Segundo Ricardo Bispo Farias, delegado-adjunto da 14° DP, colegas de Pedro, que também são estudantes de medicina veterinária, prestaram depoimento. “São pessoas que, de acordo com o relato, se identificam em buscar a estudar esses animais. Nesse grupo, inclusive, haveria até um presidente, mas que o proprietário das serpentes seria o Pedro. A partir daí, surgem diversas questões, como o envolvimento de jovens na criação e colocação de animais exóticos em experimentos e pesquisas não autorizadas”, frisou.
A polícia investigará, ainda, se há a participação ou apoio da instituição de ensino onde Pedro estudava, nas supostas pesquisas. O delegado ressaltou que uma das testemunhas relatou acreditar no esquema de venda de animais exóticos. “Precisamos saber quem retornou com essas cobras, se estavam na residência do jovem, quem teria colocado as serpentes na chácara. Tudo isso será investigado”, disse.
Além disso, a apuração segue para saber a procedência dos animais. “Vamos investigar se essas cobras foram introduzidas por traficante de animais ou se há algum criador clandestino instalado”, pontuou.
Contradições
Algumas questões ainda precisam ser esclarecidas. A informação inicial é de que Pedro Henrique teria sido picado em casa, no Guará 2. O veneno da naja, da espécie kaouthia, é capaz de matar um ser humano em 60 minutos. Mesmo assim, o jovem foi levado ao Hospital Maria Auxiliadora, no Gama, a cerca de 40 minutos de onde ele mora.
No entanto, a polícia ainda não conseguiu confirmar o local de ataque. Segundo o delegado, após a repercussão do caso, um colega do jovem teria ido até a chácara, em Planaltina, na mesma noite do ataque, buscar a cobra. Em seguida, ele teria largado o animal nas proximidades do shopping Pier 21 e acionado a polícia. Na deixa, os demais colegas esconderam as outras serpentes na baia de cavalo, na chácara em Planaltina. A polícia desconfia da versão dos amigos. “Durante as diligências, tivemos uma certa dificuldade em localizar o animal, porque houve dificuldades em obter informações, tanto com a família quanto com os amigos”, destacou o investigador.
Recuperação
Na tarde de ontem, Pedro Henrique acordou do coma induzido. O Correio apurou que ele não está mais entubado e já conversa, tendo, inclusive, agradecido à equipe médica pelo trabalho. Ele segue internado em unidade de terapia intensiva (UTI), onde deve permanecer por, pelo menos, mais 48 horas.
Por causa do veneno, ele desenvolveu uma necrose no braço, além de lesões no coração. O tratamento foi feito com soro antiofídico específico da espécie, trazido ao DF diretamente do Instituto Butantan, em São Paulo, uma única dose disponível. Outras dez doses preventivas foram importadas dos Estados Unidos.
O que diz a lei
A legislação brasileira permite a criação de serpentes como animais
de estimação, contanto que não sejam peçonhentas. Cobras
do tipo só podem ser criadas para fins comerciais, no caso de
instituições farmacêuticas, ou com intuito de conservação, ou
seja, quando o animal não pode voltar à natureza. Para isso, o interessado deve solicitar autorização ao órgão ambiental estadual (no Distrito Federal, o Instituto Brasília Ambiental) e seguir regras
para a criação, como mantê-la em local apropriado. Também
é proibido criar, manter e alojar animais selvagens da fauna
exótica (não natural do cerrado) no DF, salvo exceções previstas
em lei. Em 2002, o Ibama proibiu novas autorizações para criadouros comerciais de répteis, anfíbios e invertebrados, com
objetivo de produzir animais de estimação. A decisão baseou-se
nos riscos de intoxicação e ferimentos, bem como abandono e fuga de bichos.

────────────────

*PARTES DO EXERCÍCIO*
1. Responda com base no texto sobre o caso da naja:
(a) Para qual hospital Pedro Henrique foi levado?
(b) De onde veio a dose de soro antiofídico específico usada no tratamento?
(c) Em que ano o Ibama proibiu novas autorizações para criadouros comerciais de répteis, anfíbios e invertebrados?
2. Devolva, sem nenhuma alteração, o trecho do texto sobre o caso da naja que começa nas palavras "O que diz a" e termina depois de "fuga de bichos.".
Os registros são um material à parte do texto.

────────────────

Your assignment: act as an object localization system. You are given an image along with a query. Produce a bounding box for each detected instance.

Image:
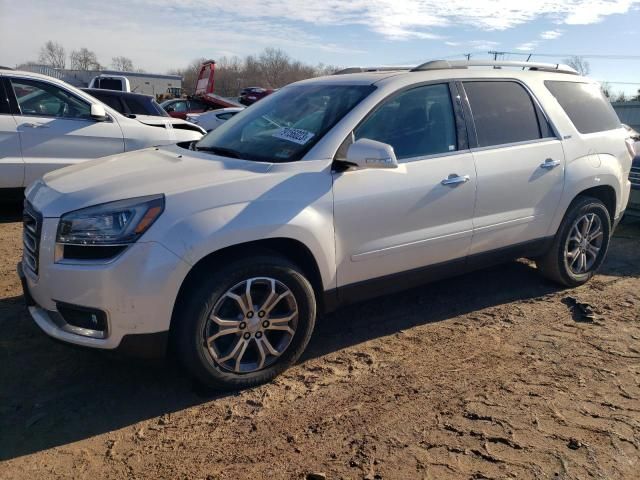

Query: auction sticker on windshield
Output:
[273,127,315,145]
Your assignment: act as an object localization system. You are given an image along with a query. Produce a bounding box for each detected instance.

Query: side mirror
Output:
[91,103,109,122]
[345,138,398,168]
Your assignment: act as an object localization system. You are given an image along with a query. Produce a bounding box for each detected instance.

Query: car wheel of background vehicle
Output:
[174,255,316,390]
[536,197,611,287]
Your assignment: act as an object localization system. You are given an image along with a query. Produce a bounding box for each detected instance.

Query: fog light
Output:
[56,302,107,338]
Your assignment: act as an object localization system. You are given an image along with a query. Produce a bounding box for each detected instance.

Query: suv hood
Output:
[26,145,272,217]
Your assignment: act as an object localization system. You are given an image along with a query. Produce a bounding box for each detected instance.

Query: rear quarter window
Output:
[125,97,155,115]
[463,80,549,147]
[544,80,620,133]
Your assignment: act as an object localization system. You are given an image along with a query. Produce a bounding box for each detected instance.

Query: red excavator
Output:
[161,60,242,119]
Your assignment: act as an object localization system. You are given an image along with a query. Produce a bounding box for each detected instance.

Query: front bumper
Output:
[18,218,189,356]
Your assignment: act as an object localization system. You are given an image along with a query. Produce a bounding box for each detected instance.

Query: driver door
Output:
[9,77,124,186]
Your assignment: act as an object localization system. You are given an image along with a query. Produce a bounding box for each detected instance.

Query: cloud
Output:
[172,0,640,39]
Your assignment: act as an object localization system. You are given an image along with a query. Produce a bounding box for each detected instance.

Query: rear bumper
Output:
[625,188,640,218]
[17,242,178,358]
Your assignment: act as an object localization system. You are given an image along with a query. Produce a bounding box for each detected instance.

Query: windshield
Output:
[196,84,375,162]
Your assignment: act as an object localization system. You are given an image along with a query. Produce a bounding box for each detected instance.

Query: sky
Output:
[0,0,640,93]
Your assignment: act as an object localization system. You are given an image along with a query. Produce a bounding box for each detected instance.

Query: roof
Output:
[80,88,153,98]
[297,67,591,86]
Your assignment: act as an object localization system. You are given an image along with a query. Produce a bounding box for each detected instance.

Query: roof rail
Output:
[333,67,411,75]
[411,60,578,75]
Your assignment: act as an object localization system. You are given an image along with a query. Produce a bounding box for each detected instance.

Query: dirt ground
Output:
[0,207,640,480]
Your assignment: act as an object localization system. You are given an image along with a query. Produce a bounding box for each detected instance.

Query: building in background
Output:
[18,64,182,98]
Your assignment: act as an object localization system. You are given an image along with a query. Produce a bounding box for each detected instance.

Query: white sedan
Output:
[0,69,205,194]
[187,108,244,132]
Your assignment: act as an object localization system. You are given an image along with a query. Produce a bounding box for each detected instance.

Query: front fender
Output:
[162,197,336,289]
[548,153,629,236]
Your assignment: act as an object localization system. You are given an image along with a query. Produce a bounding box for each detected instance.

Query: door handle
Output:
[540,158,560,170]
[440,173,471,185]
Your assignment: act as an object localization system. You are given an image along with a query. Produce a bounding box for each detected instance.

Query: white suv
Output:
[19,61,631,388]
[0,68,206,193]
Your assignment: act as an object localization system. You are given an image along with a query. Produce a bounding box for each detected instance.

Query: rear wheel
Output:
[536,197,611,287]
[174,255,316,389]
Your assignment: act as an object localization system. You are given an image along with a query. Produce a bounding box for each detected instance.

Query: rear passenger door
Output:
[459,79,565,255]
[0,77,24,189]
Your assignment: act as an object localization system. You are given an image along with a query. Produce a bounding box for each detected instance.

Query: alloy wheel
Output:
[564,213,604,275]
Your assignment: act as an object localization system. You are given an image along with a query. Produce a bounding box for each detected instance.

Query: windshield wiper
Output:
[195,146,243,160]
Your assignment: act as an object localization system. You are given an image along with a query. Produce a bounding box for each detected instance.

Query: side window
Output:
[189,100,207,110]
[544,80,620,133]
[354,84,457,159]
[464,82,548,147]
[169,101,187,113]
[11,78,91,119]
[94,95,126,114]
[0,81,11,114]
[124,97,153,115]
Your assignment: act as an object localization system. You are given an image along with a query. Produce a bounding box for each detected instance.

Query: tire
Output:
[536,196,611,287]
[173,254,316,390]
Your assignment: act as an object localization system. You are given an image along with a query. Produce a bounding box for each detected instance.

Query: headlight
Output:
[56,195,164,245]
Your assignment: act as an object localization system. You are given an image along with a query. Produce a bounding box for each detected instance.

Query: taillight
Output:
[624,138,636,158]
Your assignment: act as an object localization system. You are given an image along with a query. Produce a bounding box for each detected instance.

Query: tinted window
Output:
[96,78,124,91]
[196,83,375,162]
[354,84,457,159]
[11,78,91,119]
[544,81,620,133]
[464,82,542,147]
[125,97,157,115]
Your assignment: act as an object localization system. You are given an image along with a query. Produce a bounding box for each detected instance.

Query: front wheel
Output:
[536,197,611,287]
[174,255,316,390]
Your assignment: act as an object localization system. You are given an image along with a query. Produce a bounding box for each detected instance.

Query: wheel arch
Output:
[569,185,617,224]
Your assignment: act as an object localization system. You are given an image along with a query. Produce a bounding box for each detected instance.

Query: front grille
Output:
[629,165,640,188]
[22,202,42,275]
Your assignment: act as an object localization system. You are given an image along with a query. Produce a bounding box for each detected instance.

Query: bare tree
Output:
[38,40,67,68]
[69,47,100,70]
[111,57,135,72]
[564,56,591,76]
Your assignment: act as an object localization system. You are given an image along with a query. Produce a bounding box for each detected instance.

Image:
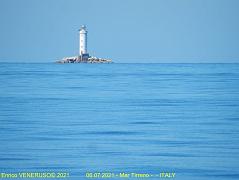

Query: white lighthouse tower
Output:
[79,25,89,60]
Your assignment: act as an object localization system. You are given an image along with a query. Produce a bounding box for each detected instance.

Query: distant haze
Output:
[0,0,239,63]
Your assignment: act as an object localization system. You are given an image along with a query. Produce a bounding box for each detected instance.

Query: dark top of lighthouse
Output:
[79,25,86,31]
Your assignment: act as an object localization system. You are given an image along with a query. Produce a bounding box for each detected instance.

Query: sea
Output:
[0,63,239,180]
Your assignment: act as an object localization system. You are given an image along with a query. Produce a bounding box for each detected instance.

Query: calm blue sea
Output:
[0,63,239,180]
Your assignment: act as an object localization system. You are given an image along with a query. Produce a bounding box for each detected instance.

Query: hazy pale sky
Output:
[0,0,239,62]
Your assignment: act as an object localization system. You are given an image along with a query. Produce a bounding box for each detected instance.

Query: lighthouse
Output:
[79,25,89,61]
[56,25,112,63]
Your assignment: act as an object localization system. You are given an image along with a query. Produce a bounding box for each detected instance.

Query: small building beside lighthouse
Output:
[56,25,112,63]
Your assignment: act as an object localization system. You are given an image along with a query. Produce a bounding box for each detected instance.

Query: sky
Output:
[0,0,239,63]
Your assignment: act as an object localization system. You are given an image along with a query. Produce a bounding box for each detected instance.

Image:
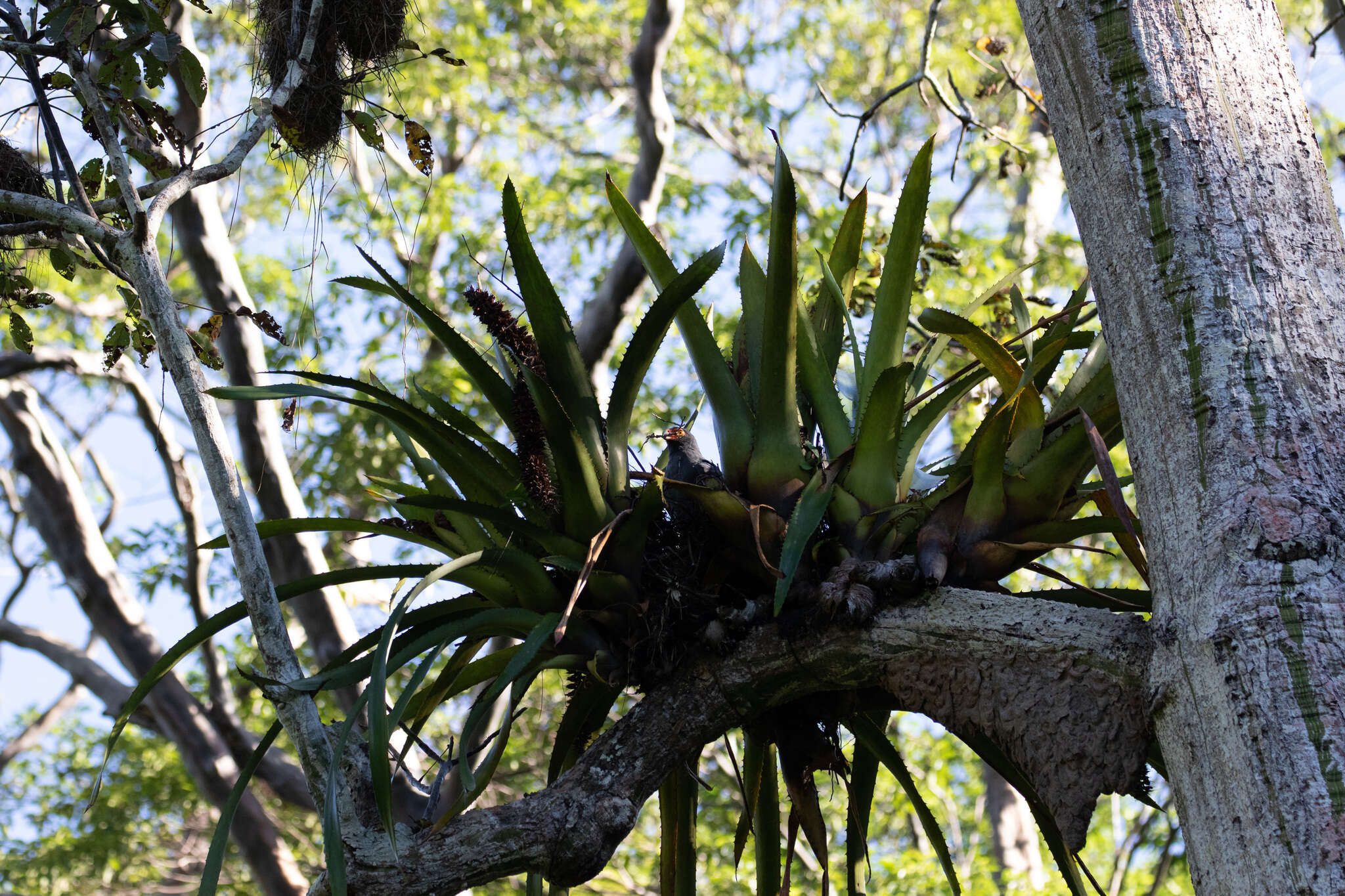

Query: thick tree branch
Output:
[315,589,1151,895]
[0,684,79,774]
[0,348,315,809]
[574,0,683,370]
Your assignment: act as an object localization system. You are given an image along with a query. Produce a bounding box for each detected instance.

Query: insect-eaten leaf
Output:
[177,47,209,108]
[117,286,140,314]
[127,317,154,370]
[406,118,435,177]
[15,293,56,308]
[9,312,32,354]
[345,109,387,152]
[149,31,181,62]
[429,47,467,66]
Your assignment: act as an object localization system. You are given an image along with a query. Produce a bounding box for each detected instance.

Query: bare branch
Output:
[0,684,79,774]
[0,619,137,724]
[833,0,943,196]
[574,0,683,370]
[0,381,307,896]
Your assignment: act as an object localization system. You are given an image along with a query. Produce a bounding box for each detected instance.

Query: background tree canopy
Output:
[0,0,1345,896]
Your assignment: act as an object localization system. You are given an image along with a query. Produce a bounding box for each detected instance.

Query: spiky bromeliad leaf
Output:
[198,516,448,553]
[856,137,933,417]
[607,177,756,489]
[1032,277,1088,393]
[742,733,783,893]
[336,246,514,426]
[748,137,803,513]
[959,733,1088,896]
[797,298,854,457]
[958,399,1017,553]
[775,462,843,615]
[546,674,621,783]
[1049,333,1111,421]
[897,368,990,498]
[208,373,518,521]
[607,243,725,500]
[503,180,607,481]
[843,715,961,896]
[910,262,1036,391]
[818,253,864,395]
[440,612,561,800]
[845,712,888,895]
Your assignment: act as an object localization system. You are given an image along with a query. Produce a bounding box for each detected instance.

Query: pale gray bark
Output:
[0,380,304,896]
[0,628,136,721]
[981,104,1065,891]
[1018,0,1345,896]
[574,0,684,370]
[313,588,1151,896]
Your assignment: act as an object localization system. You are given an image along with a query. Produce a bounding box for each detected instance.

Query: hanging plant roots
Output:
[0,139,51,224]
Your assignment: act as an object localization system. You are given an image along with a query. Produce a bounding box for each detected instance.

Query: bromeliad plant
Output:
[95,133,1142,893]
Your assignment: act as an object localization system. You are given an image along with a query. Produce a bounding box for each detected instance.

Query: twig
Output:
[833,0,943,202]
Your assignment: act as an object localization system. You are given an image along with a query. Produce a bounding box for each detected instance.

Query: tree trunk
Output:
[1018,0,1345,896]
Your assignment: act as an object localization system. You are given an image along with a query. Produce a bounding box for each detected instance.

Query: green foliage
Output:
[142,144,1140,892]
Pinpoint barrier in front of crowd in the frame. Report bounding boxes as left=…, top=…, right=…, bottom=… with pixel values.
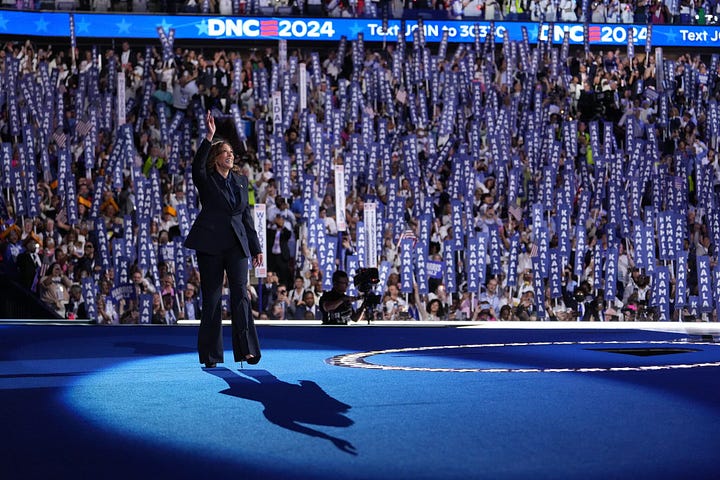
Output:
left=0, top=10, right=720, bottom=48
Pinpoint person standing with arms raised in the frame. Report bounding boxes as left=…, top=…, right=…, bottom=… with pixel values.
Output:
left=185, top=112, right=263, bottom=368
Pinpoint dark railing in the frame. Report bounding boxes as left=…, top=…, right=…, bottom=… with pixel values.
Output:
left=0, top=273, right=60, bottom=320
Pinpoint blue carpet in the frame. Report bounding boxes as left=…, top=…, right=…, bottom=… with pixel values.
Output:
left=0, top=326, right=720, bottom=479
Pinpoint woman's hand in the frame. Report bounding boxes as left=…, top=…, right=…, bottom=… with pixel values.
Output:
left=205, top=110, right=215, bottom=142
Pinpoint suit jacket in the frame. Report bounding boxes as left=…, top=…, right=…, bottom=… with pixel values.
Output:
left=16, top=251, right=40, bottom=290
left=185, top=138, right=261, bottom=257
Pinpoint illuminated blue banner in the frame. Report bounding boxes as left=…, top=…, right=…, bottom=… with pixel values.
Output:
left=0, top=10, right=720, bottom=47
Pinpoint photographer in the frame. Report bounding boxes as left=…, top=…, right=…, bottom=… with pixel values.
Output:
left=320, top=270, right=365, bottom=325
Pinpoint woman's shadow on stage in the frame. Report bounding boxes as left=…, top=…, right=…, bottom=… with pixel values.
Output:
left=205, top=368, right=357, bottom=455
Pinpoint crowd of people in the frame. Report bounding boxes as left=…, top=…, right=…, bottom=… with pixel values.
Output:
left=8, top=0, right=720, bottom=25
left=0, top=13, right=720, bottom=324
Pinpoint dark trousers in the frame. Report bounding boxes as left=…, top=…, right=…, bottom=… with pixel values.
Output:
left=197, top=243, right=260, bottom=363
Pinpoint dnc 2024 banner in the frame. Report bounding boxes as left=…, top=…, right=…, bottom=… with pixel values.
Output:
left=0, top=10, right=720, bottom=48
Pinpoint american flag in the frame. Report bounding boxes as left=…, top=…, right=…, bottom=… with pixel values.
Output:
left=673, top=176, right=685, bottom=190
left=75, top=120, right=92, bottom=137
left=508, top=205, right=523, bottom=222
left=53, top=132, right=67, bottom=148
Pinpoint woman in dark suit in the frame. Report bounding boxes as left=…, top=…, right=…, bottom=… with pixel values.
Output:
left=185, top=112, right=263, bottom=368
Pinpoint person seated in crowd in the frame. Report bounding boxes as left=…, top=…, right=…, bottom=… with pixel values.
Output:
left=38, top=263, right=73, bottom=318
left=293, top=290, right=323, bottom=320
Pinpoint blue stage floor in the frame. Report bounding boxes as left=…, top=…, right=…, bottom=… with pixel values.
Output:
left=0, top=324, right=720, bottom=479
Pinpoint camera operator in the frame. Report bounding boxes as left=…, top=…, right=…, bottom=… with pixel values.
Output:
left=320, top=270, right=365, bottom=325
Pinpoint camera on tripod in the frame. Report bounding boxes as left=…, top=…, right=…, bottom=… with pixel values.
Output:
left=353, top=267, right=382, bottom=309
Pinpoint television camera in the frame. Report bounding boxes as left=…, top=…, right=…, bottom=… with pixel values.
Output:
left=353, top=267, right=382, bottom=321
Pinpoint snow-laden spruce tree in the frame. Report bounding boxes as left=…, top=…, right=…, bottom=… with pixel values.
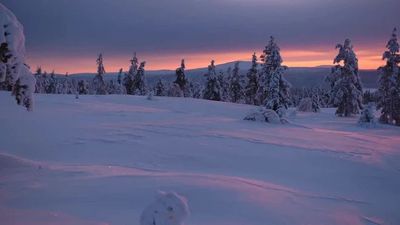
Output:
left=133, top=61, right=146, bottom=95
left=174, top=59, right=188, bottom=97
left=93, top=54, right=107, bottom=95
left=244, top=53, right=258, bottom=105
left=115, top=68, right=125, bottom=95
left=218, top=71, right=231, bottom=102
left=327, top=39, right=363, bottom=117
left=311, top=88, right=321, bottom=112
left=229, top=62, right=244, bottom=102
left=377, top=28, right=400, bottom=126
left=203, top=60, right=221, bottom=101
left=78, top=80, right=90, bottom=95
left=155, top=79, right=166, bottom=96
left=140, top=192, right=190, bottom=225
left=123, top=52, right=139, bottom=95
left=258, top=36, right=291, bottom=117
left=0, top=3, right=36, bottom=111
left=358, top=102, right=375, bottom=127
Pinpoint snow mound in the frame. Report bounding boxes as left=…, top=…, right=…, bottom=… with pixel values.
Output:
left=140, top=192, right=189, bottom=225
left=244, top=107, right=282, bottom=124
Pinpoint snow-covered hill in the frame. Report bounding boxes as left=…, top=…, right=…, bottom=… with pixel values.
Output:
left=61, top=61, right=378, bottom=88
left=0, top=92, right=400, bottom=225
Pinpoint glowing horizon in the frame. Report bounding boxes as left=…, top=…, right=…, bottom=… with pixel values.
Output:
left=28, top=49, right=383, bottom=74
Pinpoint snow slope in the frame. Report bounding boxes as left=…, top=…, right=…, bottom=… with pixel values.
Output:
left=0, top=92, right=400, bottom=225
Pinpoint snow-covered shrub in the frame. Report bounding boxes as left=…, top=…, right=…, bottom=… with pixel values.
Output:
left=358, top=103, right=376, bottom=127
left=297, top=98, right=313, bottom=112
left=0, top=3, right=36, bottom=110
left=244, top=107, right=282, bottom=124
left=147, top=91, right=154, bottom=101
left=297, top=98, right=320, bottom=112
left=140, top=192, right=190, bottom=225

────────────────

*RESPOSTAS ESPERADAS*
1.
(a) Para o Hospital Maria Auxiliadora, no Gama.
(b) Do Instituto Butantan, em São Paulo.
(c) Em 2002.

2.
O que diz a lei
A legislação brasileira permite a criação de serpentes como animais
de estimação, contanto que não sejam peçonhentas. Cobras
do tipo só podem ser criadas para fins comerciais, no caso de
instituições farmacêuticas, ou com intuito de conservação, ou
seja, quando o animal não pode voltar à natureza. Para isso, o interessado deve solicitar autorização ao órgão ambiental estadual (no Distrito Federal, o Instituto Brasília Ambiental) e seguir regras
para a criação, como mantê-la em local apropriado. Também
é proibido criar, manter e alojar animais selvagens da fauna
exótica (não natural do cerrado) no DF, salvo exceções previstas
em lei. Em 2002, o Ibama proibiu novas autorizações para criadouros comerciais de répteis, anfíbios e invertebrados, com
objetivo de produzir animais de estimação. A decisão baseou-se
nos riscos de intoxicação e ferimentos, bem como abandono e fuga de bichos.